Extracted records
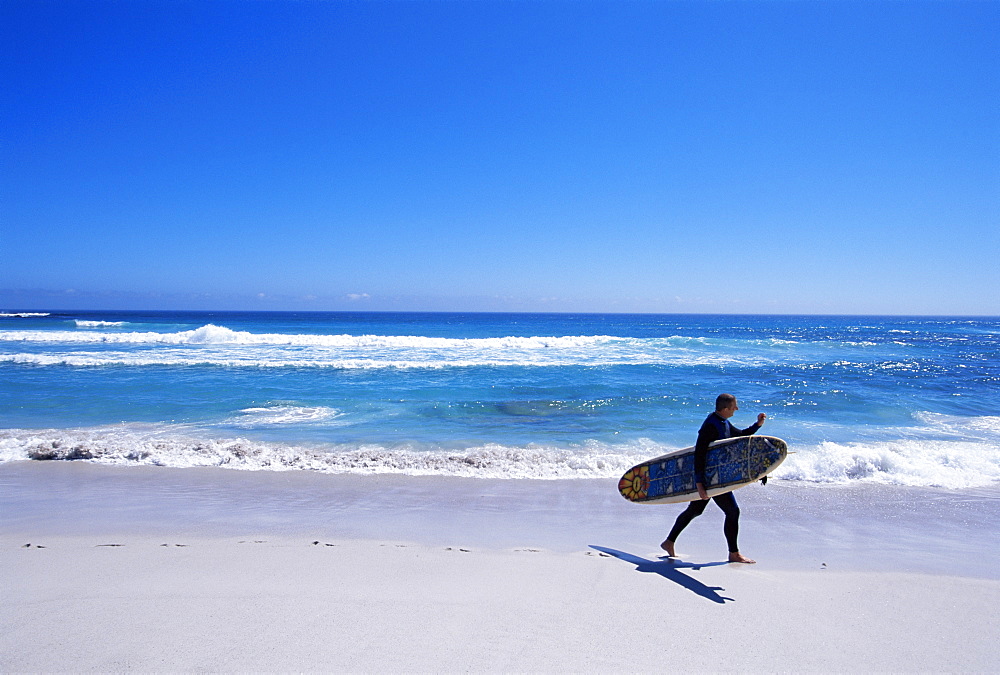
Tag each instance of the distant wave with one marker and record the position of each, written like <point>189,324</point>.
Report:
<point>943,463</point>
<point>220,346</point>
<point>218,335</point>
<point>82,323</point>
<point>288,361</point>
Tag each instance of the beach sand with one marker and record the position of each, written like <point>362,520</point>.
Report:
<point>146,569</point>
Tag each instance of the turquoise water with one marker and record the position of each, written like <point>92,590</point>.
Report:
<point>902,400</point>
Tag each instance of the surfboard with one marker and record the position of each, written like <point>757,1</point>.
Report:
<point>731,463</point>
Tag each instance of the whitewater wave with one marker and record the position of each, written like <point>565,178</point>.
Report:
<point>220,346</point>
<point>211,334</point>
<point>943,463</point>
<point>134,446</point>
<point>82,323</point>
<point>282,415</point>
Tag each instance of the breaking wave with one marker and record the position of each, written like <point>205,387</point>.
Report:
<point>943,463</point>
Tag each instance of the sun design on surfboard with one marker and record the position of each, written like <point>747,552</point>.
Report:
<point>635,483</point>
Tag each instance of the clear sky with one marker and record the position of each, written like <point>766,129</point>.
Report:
<point>786,157</point>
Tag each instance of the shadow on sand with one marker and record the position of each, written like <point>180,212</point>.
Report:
<point>671,569</point>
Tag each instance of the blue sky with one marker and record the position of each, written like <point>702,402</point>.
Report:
<point>787,157</point>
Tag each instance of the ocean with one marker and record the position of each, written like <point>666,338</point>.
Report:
<point>901,401</point>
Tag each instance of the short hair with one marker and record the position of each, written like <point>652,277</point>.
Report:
<point>724,401</point>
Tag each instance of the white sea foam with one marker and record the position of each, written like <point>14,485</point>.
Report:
<point>280,415</point>
<point>82,323</point>
<point>161,445</point>
<point>952,464</point>
<point>220,346</point>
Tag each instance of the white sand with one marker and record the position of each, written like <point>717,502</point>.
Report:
<point>290,605</point>
<point>250,591</point>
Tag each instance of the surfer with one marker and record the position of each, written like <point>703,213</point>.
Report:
<point>716,427</point>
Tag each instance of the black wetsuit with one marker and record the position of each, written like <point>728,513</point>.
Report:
<point>713,429</point>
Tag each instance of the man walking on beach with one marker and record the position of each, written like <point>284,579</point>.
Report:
<point>716,427</point>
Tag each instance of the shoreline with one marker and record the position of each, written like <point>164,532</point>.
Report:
<point>785,525</point>
<point>196,570</point>
<point>226,605</point>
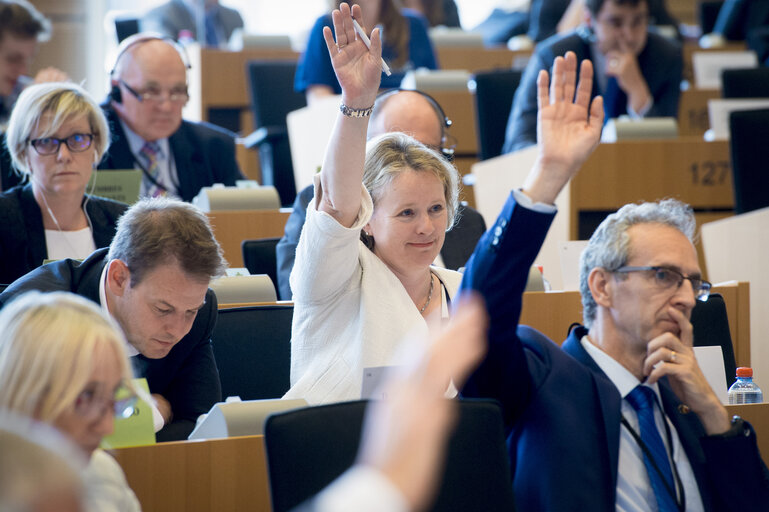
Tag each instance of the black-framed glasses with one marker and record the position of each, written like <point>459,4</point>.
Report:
<point>122,404</point>
<point>666,278</point>
<point>155,95</point>
<point>76,143</point>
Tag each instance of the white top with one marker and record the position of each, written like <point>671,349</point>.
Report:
<point>360,488</point>
<point>106,489</point>
<point>634,491</point>
<point>350,311</point>
<point>69,244</point>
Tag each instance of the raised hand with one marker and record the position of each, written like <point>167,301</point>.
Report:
<point>568,126</point>
<point>357,68</point>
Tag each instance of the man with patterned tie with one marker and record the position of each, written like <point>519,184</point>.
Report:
<point>144,109</point>
<point>636,71</point>
<point>620,417</point>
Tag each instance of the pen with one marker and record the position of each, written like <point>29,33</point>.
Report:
<point>367,42</point>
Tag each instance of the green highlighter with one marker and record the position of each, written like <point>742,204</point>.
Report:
<point>137,429</point>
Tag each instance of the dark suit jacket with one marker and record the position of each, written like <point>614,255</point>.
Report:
<point>457,247</point>
<point>204,154</point>
<point>187,377</point>
<point>660,62</point>
<point>562,412</point>
<point>22,236</point>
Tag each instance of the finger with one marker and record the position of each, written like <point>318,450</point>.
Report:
<point>543,81</point>
<point>330,43</point>
<point>570,80</point>
<point>557,83</point>
<point>349,30</point>
<point>339,35</point>
<point>686,331</point>
<point>585,87</point>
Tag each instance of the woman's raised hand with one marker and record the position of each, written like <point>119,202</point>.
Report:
<point>357,67</point>
<point>568,126</point>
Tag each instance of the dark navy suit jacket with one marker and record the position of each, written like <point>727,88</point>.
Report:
<point>204,154</point>
<point>660,62</point>
<point>562,412</point>
<point>187,377</point>
<point>22,235</point>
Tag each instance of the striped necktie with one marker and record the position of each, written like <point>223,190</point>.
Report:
<point>642,399</point>
<point>150,152</point>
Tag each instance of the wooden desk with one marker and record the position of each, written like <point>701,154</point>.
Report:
<point>758,416</point>
<point>481,59</point>
<point>693,117</point>
<point>551,313</point>
<point>192,476</point>
<point>232,227</point>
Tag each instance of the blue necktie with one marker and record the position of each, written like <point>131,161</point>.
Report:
<point>642,399</point>
<point>614,100</point>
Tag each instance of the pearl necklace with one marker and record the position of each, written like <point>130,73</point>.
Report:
<point>429,294</point>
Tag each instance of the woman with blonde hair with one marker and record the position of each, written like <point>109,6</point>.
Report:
<point>406,46</point>
<point>56,136</point>
<point>63,362</point>
<point>363,278</point>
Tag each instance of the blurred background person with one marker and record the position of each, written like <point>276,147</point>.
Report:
<point>39,470</point>
<point>63,362</point>
<point>173,17</point>
<point>55,137</point>
<point>406,46</point>
<point>437,12</point>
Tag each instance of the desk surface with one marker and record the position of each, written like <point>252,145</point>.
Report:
<point>192,476</point>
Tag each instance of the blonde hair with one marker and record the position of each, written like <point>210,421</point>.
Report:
<point>390,154</point>
<point>64,101</point>
<point>47,347</point>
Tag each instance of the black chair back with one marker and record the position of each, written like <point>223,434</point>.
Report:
<point>308,448</point>
<point>711,328</point>
<point>252,347</point>
<point>259,257</point>
<point>271,83</point>
<point>494,92</point>
<point>749,152</point>
<point>745,83</point>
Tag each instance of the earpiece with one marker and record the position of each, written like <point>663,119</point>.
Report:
<point>115,94</point>
<point>446,149</point>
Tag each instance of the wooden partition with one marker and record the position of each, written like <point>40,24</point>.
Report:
<point>199,476</point>
<point>481,59</point>
<point>232,227</point>
<point>553,312</point>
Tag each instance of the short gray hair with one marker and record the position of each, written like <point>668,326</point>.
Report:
<point>393,153</point>
<point>63,101</point>
<point>609,245</point>
<point>158,230</point>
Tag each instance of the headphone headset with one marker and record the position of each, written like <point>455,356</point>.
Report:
<point>447,149</point>
<point>115,94</point>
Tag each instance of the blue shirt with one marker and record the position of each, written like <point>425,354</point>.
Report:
<point>315,64</point>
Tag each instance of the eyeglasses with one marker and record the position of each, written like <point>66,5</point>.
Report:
<point>155,95</point>
<point>89,405</point>
<point>666,278</point>
<point>77,143</point>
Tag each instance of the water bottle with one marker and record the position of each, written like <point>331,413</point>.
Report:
<point>744,390</point>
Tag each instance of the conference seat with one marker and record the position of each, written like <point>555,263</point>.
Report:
<point>271,86</point>
<point>493,98</point>
<point>745,83</point>
<point>710,326</point>
<point>259,257</point>
<point>308,448</point>
<point>749,154</point>
<point>252,348</point>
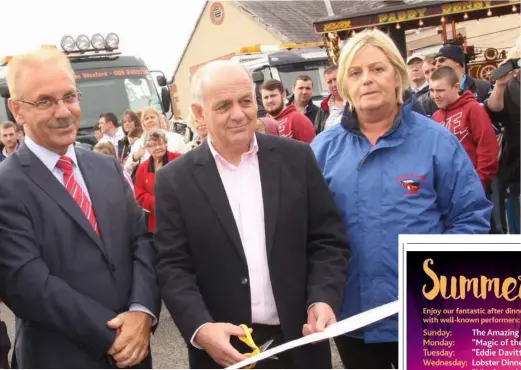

* What is expected: The records above are to be restated exactly, with all pictures omitted.

* Task answer:
Tag each instance of the distant wave with one marker and record the position of each, written like <point>189,324</point>.
Report:
<point>943,463</point>
<point>220,346</point>
<point>218,335</point>
<point>82,323</point>
<point>288,361</point>
Tag each instance of the beach sand with one marker and record the position of each, written like <point>362,520</point>.
Report:
<point>146,569</point>
Tag each instance of the turquoise water with one marker and record the position of each, written like <point>92,590</point>.
Report:
<point>902,400</point>
Tag each instance of the surfboard with one marker and record the position of each, written like <point>757,1</point>.
Report:
<point>731,463</point>
Tag each instance of the whitewater wave with one marker and record the position of each, written like <point>565,178</point>.
Report:
<point>220,346</point>
<point>211,334</point>
<point>943,463</point>
<point>134,446</point>
<point>82,323</point>
<point>282,415</point>
Tag each instance of the breaking wave with one marker and record the position of each, written like <point>205,387</point>.
Report:
<point>943,463</point>
Tag each instance of the sun design on surfboard with one marker and record the position of each, written like <point>747,552</point>.
Report:
<point>635,483</point>
Tag each instance of the clear sky with one marker and record the position of each, written like <point>766,129</point>.
Report:
<point>786,157</point>
Tag each instance of the shadow on sand with one marker and record the position of each, written like <point>180,212</point>.
Report:
<point>671,569</point>
Tag each instance of the blue sky with one marker and record the position of each, written like <point>702,402</point>.
Report:
<point>787,157</point>
Tag each instance of the ocean with one marker and record the position of each, written like <point>666,338</point>.
Report:
<point>901,401</point>
Tag each instance of the short hair with one marker and record the position of each, written like <point>652,277</point>.
Report:
<point>724,401</point>
Tag each instance of the white sea foam with one marker and record the position of each, written like <point>14,485</point>.
Report:
<point>280,415</point>
<point>82,323</point>
<point>161,445</point>
<point>952,464</point>
<point>220,346</point>
Tag each instance of the white sand with one marker and record the position of each, written like <point>717,502</point>.
Report:
<point>290,605</point>
<point>250,591</point>
Tag each instance of the surfer with one marker and record the position of each, written like <point>703,213</point>.
Report:
<point>716,427</point>
Tag each instance of the black wetsuit with one marker and record the position of each, written like <point>728,513</point>.
Report:
<point>713,429</point>
Tag each instance of the man walking on beach with one marker and record the position of each, written like <point>284,579</point>.
Report:
<point>716,427</point>
Tag each instance of the shoreline with one marker and record the position of each, written like <point>164,532</point>.
Report:
<point>785,525</point>
<point>196,570</point>
<point>226,605</point>
Tag each instance of the black-framed glasses with one marker and record the position of each, written like <point>459,4</point>.
Report:
<point>122,404</point>
<point>666,278</point>
<point>155,95</point>
<point>76,143</point>
Tag each instance of the white top with one marker and record the position of each, written like <point>671,349</point>.
Report:
<point>360,488</point>
<point>106,489</point>
<point>634,491</point>
<point>350,311</point>
<point>69,244</point>
Tag each instance of the raised hand with one marker and record the position of each, written like <point>167,301</point>.
Report:
<point>568,126</point>
<point>357,68</point>
Tag each instance of the man with patterned tie with one marker and record the position of each, written like <point>519,184</point>.
Report:
<point>144,109</point>
<point>636,71</point>
<point>620,417</point>
Tag each instance of the pen with one marker and record the position of each, written like <point>29,33</point>.
Report:
<point>367,42</point>
Tag each instance of the green highlighter with one marker and record the position of each, written like <point>742,204</point>.
Report:
<point>137,429</point>
Tag each instance of the dark suit jacket with one marker and record the position of each, written like <point>614,255</point>.
Report:
<point>457,247</point>
<point>204,154</point>
<point>187,377</point>
<point>660,62</point>
<point>562,412</point>
<point>22,236</point>
Tag each instance of the finger with one marker and record the position of each, written like <point>318,450</point>.
Report:
<point>543,81</point>
<point>330,43</point>
<point>570,80</point>
<point>557,83</point>
<point>349,30</point>
<point>339,35</point>
<point>686,331</point>
<point>585,87</point>
Tag each instance of the woman's raised hand with one marker and record the position of each, written like <point>119,202</point>.
Report:
<point>357,67</point>
<point>568,126</point>
Tag each instance of the dark navy suit jacket with one marker and record the position of each, written like <point>727,88</point>.
Report:
<point>204,154</point>
<point>660,62</point>
<point>562,412</point>
<point>187,377</point>
<point>22,235</point>
Tag each instance of the striped necktie with one marker and record the position of each, written like <point>223,190</point>.
Report:
<point>642,399</point>
<point>150,152</point>
Tag each instance of the wooden desk with one marker and record the position of each, written like <point>701,154</point>.
Report:
<point>758,416</point>
<point>481,59</point>
<point>693,117</point>
<point>551,313</point>
<point>192,476</point>
<point>232,227</point>
Tag each instance of the blue necktie with one marker and record the position of each, written like <point>131,161</point>.
Report:
<point>642,399</point>
<point>614,100</point>
Tag each instance of the pearl necklace with one marker and record the position of each, written like <point>130,73</point>.
Report:
<point>429,294</point>
Tag each instance of the woman with blonde hair with one marker and record the position of each, written like <point>109,6</point>.
Report:
<point>406,46</point>
<point>56,136</point>
<point>63,362</point>
<point>363,278</point>
Tag each instance of the blurred background person with one marker and record the position of each, written like <point>276,147</point>.
Report:
<point>39,470</point>
<point>63,362</point>
<point>173,17</point>
<point>55,137</point>
<point>406,46</point>
<point>437,12</point>
Tag each instance of the desk surface with one marker and record the position of each, written like <point>252,145</point>.
Report:
<point>192,476</point>
Tag each instance of the blonde hair with one marker and record the position of each, written like <point>210,421</point>.
Report:
<point>390,154</point>
<point>64,101</point>
<point>47,347</point>
Tag each instance of the black chair back with one marker and record the position of each, written like <point>223,434</point>.
Report:
<point>308,448</point>
<point>711,328</point>
<point>252,347</point>
<point>259,257</point>
<point>271,83</point>
<point>494,92</point>
<point>749,152</point>
<point>745,83</point>
Tag each instance of the earpiece with one marker and record the position of each, written like <point>663,119</point>.
Report:
<point>115,94</point>
<point>446,149</point>
Tag each instance of the wooden partition with one marker and record the position of each, written like <point>40,24</point>.
Report:
<point>199,476</point>
<point>481,59</point>
<point>232,227</point>
<point>553,312</point>
Tag each instance of the short gray hair with one marker and record the position of each, written like <point>668,326</point>.
Report:
<point>393,153</point>
<point>63,101</point>
<point>609,245</point>
<point>158,230</point>
Tag each instance of the headphone headset with one marker and record the position of each, written like <point>455,356</point>.
Report:
<point>447,149</point>
<point>115,94</point>
Tag each instance of the blue shirt with one marker and record the position of each, written like <point>425,354</point>.
Report:
<point>315,64</point>
Tag each instance of the eyeglasses with one marker and record the position of each, written like <point>66,5</point>.
Report:
<point>155,95</point>
<point>89,405</point>
<point>666,278</point>
<point>77,143</point>
Tag each instance of the water bottle with one marker and record the position of each, written like <point>331,413</point>.
Report:
<point>744,390</point>
Tag each instance of the conference seat with one marker and record the position of each, written like <point>555,263</point>.
Report:
<point>271,86</point>
<point>493,98</point>
<point>745,83</point>
<point>710,326</point>
<point>259,257</point>
<point>308,448</point>
<point>749,154</point>
<point>252,348</point>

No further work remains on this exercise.